EXERCISE DIRECTIONS —
Produce an exact copy of the lines from the line containing "Wildlife-survey tagging: tag each instance of the tree" through the last line of the listing below, both ends included, and nothing else.

==============================

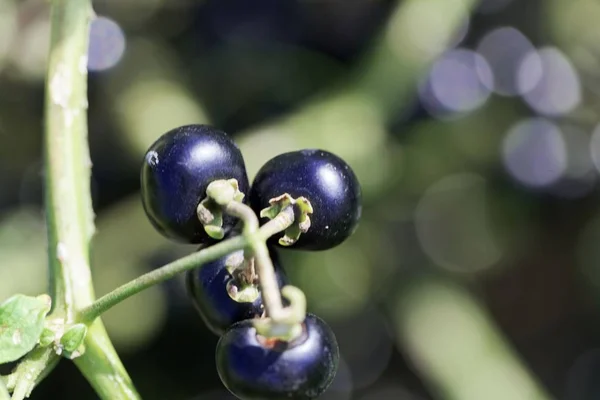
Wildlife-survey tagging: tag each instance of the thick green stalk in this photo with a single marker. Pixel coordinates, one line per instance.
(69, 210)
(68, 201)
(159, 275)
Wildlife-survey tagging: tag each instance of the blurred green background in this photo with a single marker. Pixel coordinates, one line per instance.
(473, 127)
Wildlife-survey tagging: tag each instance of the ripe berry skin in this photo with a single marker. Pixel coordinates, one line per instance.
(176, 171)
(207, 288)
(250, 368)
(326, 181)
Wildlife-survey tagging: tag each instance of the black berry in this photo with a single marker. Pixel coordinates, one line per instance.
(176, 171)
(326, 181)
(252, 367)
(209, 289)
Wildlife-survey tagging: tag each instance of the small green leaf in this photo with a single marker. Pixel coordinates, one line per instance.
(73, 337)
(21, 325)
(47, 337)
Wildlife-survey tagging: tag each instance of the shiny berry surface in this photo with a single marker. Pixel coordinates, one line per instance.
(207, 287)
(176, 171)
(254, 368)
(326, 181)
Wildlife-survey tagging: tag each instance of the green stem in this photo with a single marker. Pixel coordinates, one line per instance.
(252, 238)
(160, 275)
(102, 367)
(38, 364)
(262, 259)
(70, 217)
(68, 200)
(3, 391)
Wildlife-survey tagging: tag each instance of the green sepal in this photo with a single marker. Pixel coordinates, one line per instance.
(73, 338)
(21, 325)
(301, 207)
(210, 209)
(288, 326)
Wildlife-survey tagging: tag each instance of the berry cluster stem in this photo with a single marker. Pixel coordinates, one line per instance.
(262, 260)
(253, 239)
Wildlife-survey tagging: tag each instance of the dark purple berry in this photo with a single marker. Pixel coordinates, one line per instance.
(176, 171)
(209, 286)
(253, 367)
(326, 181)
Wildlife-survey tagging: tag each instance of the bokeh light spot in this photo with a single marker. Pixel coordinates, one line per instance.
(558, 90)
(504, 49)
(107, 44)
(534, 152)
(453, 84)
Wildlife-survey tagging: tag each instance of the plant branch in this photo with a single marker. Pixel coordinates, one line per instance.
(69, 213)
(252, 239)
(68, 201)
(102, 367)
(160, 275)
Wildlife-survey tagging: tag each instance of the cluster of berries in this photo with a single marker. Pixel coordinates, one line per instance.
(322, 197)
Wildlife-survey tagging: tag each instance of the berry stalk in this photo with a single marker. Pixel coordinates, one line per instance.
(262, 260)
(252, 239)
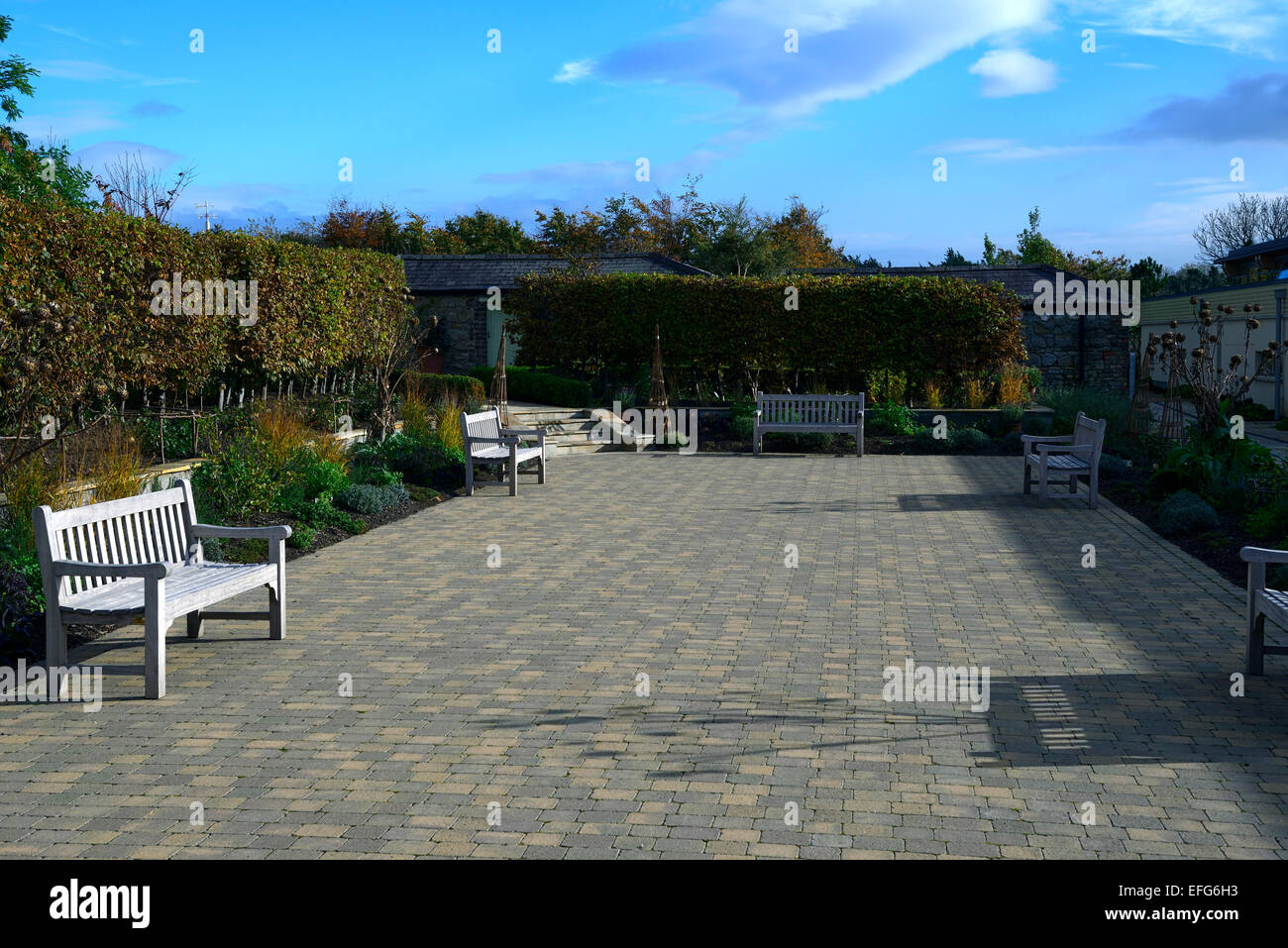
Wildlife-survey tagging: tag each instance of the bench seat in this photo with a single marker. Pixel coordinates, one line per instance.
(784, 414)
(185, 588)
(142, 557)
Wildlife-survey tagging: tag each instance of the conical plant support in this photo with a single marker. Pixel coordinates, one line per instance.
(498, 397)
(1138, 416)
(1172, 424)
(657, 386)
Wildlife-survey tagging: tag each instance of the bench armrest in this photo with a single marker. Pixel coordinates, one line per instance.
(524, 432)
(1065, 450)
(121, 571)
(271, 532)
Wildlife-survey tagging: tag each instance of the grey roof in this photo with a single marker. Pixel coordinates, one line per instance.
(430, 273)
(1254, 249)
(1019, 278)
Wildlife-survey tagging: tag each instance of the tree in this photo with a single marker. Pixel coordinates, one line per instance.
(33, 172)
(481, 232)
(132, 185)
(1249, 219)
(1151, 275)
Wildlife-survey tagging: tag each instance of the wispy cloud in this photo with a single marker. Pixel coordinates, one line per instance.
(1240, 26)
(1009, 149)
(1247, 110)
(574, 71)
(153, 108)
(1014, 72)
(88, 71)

==============================

COMPLETED TASK —
Wildlife-survey tagging: tag each instance of the tree in this photo with a single marker. Pixel coordinates, one line per instance.
(33, 172)
(481, 232)
(132, 185)
(1249, 219)
(1151, 275)
Wildlife-survey tagging: tag each instance of the wispy cloud in this photo with a single marker. Pixel coordinates, one line per instance.
(1240, 26)
(1009, 149)
(1247, 110)
(574, 71)
(153, 108)
(1014, 72)
(88, 71)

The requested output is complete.